#### TASK INPUTS

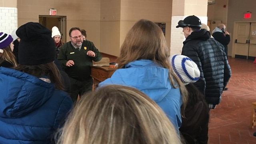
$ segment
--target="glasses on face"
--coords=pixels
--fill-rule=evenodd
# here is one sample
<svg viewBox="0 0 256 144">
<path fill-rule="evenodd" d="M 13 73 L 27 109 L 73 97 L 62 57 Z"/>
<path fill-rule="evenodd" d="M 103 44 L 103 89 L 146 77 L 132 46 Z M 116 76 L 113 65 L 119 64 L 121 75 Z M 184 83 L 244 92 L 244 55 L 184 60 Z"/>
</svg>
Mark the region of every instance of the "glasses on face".
<svg viewBox="0 0 256 144">
<path fill-rule="evenodd" d="M 70 36 L 70 37 L 74 38 L 75 40 L 77 40 L 77 39 L 78 38 L 82 38 L 82 35 L 80 35 L 80 36 L 74 36 L 73 37 Z"/>
</svg>

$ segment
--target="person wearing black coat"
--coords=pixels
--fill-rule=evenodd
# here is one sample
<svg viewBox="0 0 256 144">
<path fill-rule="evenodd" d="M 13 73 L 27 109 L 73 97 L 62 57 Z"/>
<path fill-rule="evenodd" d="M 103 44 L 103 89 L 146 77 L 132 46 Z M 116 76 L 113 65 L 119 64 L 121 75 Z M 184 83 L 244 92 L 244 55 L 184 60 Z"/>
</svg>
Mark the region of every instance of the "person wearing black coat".
<svg viewBox="0 0 256 144">
<path fill-rule="evenodd" d="M 230 41 L 229 33 L 226 30 L 226 26 L 220 24 L 212 31 L 212 36 L 215 40 L 223 45 L 226 55 L 228 56 L 228 44 Z"/>
<path fill-rule="evenodd" d="M 186 38 L 181 54 L 194 61 L 200 71 L 200 78 L 194 85 L 204 95 L 209 108 L 214 109 L 220 102 L 231 70 L 223 46 L 211 38 L 209 32 L 200 30 L 201 26 L 199 18 L 190 16 L 180 20 L 176 27 L 183 28 Z"/>
</svg>

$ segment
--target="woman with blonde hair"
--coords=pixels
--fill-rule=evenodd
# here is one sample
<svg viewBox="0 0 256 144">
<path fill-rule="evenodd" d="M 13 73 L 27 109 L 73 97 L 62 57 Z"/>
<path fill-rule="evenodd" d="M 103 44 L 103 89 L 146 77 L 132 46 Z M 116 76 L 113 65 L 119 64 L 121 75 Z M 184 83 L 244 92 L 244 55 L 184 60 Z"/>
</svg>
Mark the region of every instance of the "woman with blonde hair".
<svg viewBox="0 0 256 144">
<path fill-rule="evenodd" d="M 0 66 L 12 68 L 17 66 L 15 56 L 12 53 L 13 40 L 10 35 L 0 32 Z"/>
<path fill-rule="evenodd" d="M 61 35 L 59 31 L 59 29 L 56 26 L 54 26 L 52 28 L 52 37 L 54 41 L 55 47 L 56 47 L 56 58 L 58 58 L 58 55 L 60 52 L 60 49 L 64 44 L 61 40 Z"/>
<path fill-rule="evenodd" d="M 118 58 L 118 69 L 99 84 L 135 88 L 154 100 L 165 112 L 177 132 L 181 125 L 180 107 L 186 103 L 186 90 L 172 70 L 170 49 L 160 28 L 146 20 L 128 32 Z"/>
<path fill-rule="evenodd" d="M 161 108 L 133 88 L 109 85 L 78 102 L 57 144 L 180 144 Z"/>
</svg>

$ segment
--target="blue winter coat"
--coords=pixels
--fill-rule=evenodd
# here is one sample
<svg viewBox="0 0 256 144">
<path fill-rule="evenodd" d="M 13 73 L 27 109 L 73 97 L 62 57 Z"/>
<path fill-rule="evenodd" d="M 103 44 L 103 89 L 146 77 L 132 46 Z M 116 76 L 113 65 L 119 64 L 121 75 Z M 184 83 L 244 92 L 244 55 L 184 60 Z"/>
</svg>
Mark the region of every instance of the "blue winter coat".
<svg viewBox="0 0 256 144">
<path fill-rule="evenodd" d="M 172 86 L 168 70 L 145 60 L 130 62 L 124 68 L 116 70 L 110 78 L 100 83 L 99 87 L 119 84 L 141 90 L 162 108 L 178 131 L 181 125 L 182 96 L 179 89 Z"/>
<path fill-rule="evenodd" d="M 54 84 L 0 67 L 0 144 L 49 144 L 73 102 Z"/>
</svg>

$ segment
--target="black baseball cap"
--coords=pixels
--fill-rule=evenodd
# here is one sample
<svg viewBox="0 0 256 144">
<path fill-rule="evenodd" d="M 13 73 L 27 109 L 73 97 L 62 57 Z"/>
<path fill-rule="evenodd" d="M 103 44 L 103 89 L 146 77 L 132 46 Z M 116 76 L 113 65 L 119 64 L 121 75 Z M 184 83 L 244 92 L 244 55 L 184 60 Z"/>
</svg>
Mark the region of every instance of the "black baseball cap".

########

TASK TO CARRY OUT :: Verbatim reproduction of every record is required; images are left out.

CORRECT OUTPUT ::
$ segment
--target="glasses on face"
--coords=pixels
--fill-rule=evenodd
# here is one sample
<svg viewBox="0 0 256 144">
<path fill-rule="evenodd" d="M 13 73 L 27 109 L 73 97 L 62 57 Z"/>
<path fill-rule="evenodd" d="M 103 44 L 103 89 L 146 77 L 132 46 Z M 116 76 L 113 65 L 119 64 L 121 75 Z M 184 83 L 244 92 L 244 55 L 184 60 Z"/>
</svg>
Mark the region of every instance of the "glasses on face".
<svg viewBox="0 0 256 144">
<path fill-rule="evenodd" d="M 70 36 L 70 37 L 74 38 L 75 40 L 77 40 L 77 39 L 78 38 L 82 38 L 82 35 L 80 35 L 80 36 L 74 36 L 73 37 Z"/>
</svg>

$ segment
--target="person wearing black coat"
--coords=pixels
--fill-rule=evenodd
# here is one sample
<svg viewBox="0 0 256 144">
<path fill-rule="evenodd" d="M 13 73 L 27 109 L 73 97 L 62 57 Z"/>
<path fill-rule="evenodd" d="M 103 44 L 103 89 L 146 77 L 132 46 Z M 116 76 L 113 65 L 119 64 L 121 75 Z M 184 83 L 244 92 L 244 55 L 184 60 Z"/>
</svg>
Mark the region of every instance of the "person wearing black coat".
<svg viewBox="0 0 256 144">
<path fill-rule="evenodd" d="M 230 41 L 229 33 L 226 30 L 226 26 L 220 24 L 212 31 L 212 36 L 215 40 L 223 45 L 226 55 L 228 56 L 228 44 Z"/>
<path fill-rule="evenodd" d="M 186 38 L 181 54 L 194 61 L 200 71 L 200 78 L 194 85 L 204 95 L 209 108 L 214 109 L 220 102 L 231 70 L 223 46 L 211 38 L 209 32 L 200 30 L 201 26 L 199 18 L 190 16 L 180 20 L 176 27 L 183 28 Z"/>
</svg>

$ segment
--target="woman with blonde hair"
--coords=pixels
--fill-rule=evenodd
# here is one sample
<svg viewBox="0 0 256 144">
<path fill-rule="evenodd" d="M 13 73 L 27 109 L 73 97 L 62 57 Z"/>
<path fill-rule="evenodd" d="M 103 44 L 103 89 L 146 77 L 132 46 Z M 116 76 L 113 65 L 119 64 L 121 75 Z M 184 83 L 244 92 L 244 55 L 184 60 Z"/>
</svg>
Mark the region of every instance of the "woman with blonde hair".
<svg viewBox="0 0 256 144">
<path fill-rule="evenodd" d="M 0 66 L 12 68 L 17 66 L 15 56 L 12 53 L 13 40 L 10 35 L 0 32 Z"/>
<path fill-rule="evenodd" d="M 61 35 L 59 31 L 59 29 L 56 26 L 54 26 L 52 28 L 52 37 L 54 41 L 55 47 L 56 47 L 56 58 L 58 58 L 58 55 L 60 52 L 60 49 L 64 44 L 61 40 Z"/>
<path fill-rule="evenodd" d="M 118 58 L 118 69 L 99 84 L 135 88 L 154 100 L 165 112 L 177 132 L 181 125 L 180 107 L 186 103 L 186 90 L 172 70 L 170 49 L 160 28 L 146 20 L 128 32 Z"/>
<path fill-rule="evenodd" d="M 161 108 L 133 88 L 109 85 L 78 102 L 57 144 L 180 144 Z"/>
</svg>

$ segment
--target="blue winter coat"
--coords=pixels
--fill-rule=evenodd
# here is one sample
<svg viewBox="0 0 256 144">
<path fill-rule="evenodd" d="M 13 73 L 27 109 L 73 97 L 62 57 Z"/>
<path fill-rule="evenodd" d="M 103 44 L 103 89 L 146 77 L 132 46 Z M 116 76 L 113 65 L 119 64 L 121 75 Z M 184 83 L 244 92 L 244 55 L 184 60 Z"/>
</svg>
Mark the region of every instance of the "blue winter coat".
<svg viewBox="0 0 256 144">
<path fill-rule="evenodd" d="M 172 86 L 168 70 L 145 60 L 130 62 L 124 68 L 116 70 L 110 78 L 100 83 L 99 87 L 119 84 L 141 90 L 162 108 L 178 131 L 181 125 L 182 96 L 179 89 Z"/>
<path fill-rule="evenodd" d="M 54 84 L 0 67 L 0 144 L 49 144 L 73 102 Z"/>
</svg>

$ segment
--target="black baseball cap"
--coords=pixels
--fill-rule=evenodd
# here is one sample
<svg viewBox="0 0 256 144">
<path fill-rule="evenodd" d="M 13 73 L 27 109 L 73 97 L 62 57 Z"/>
<path fill-rule="evenodd" d="M 103 44 L 103 89 L 146 77 L 132 46 Z M 116 76 L 113 65 L 119 64 L 121 75 Z M 184 83 L 244 92 L 244 55 L 184 60 Z"/>
</svg>
Mark the region of every instance of the "black baseball cap".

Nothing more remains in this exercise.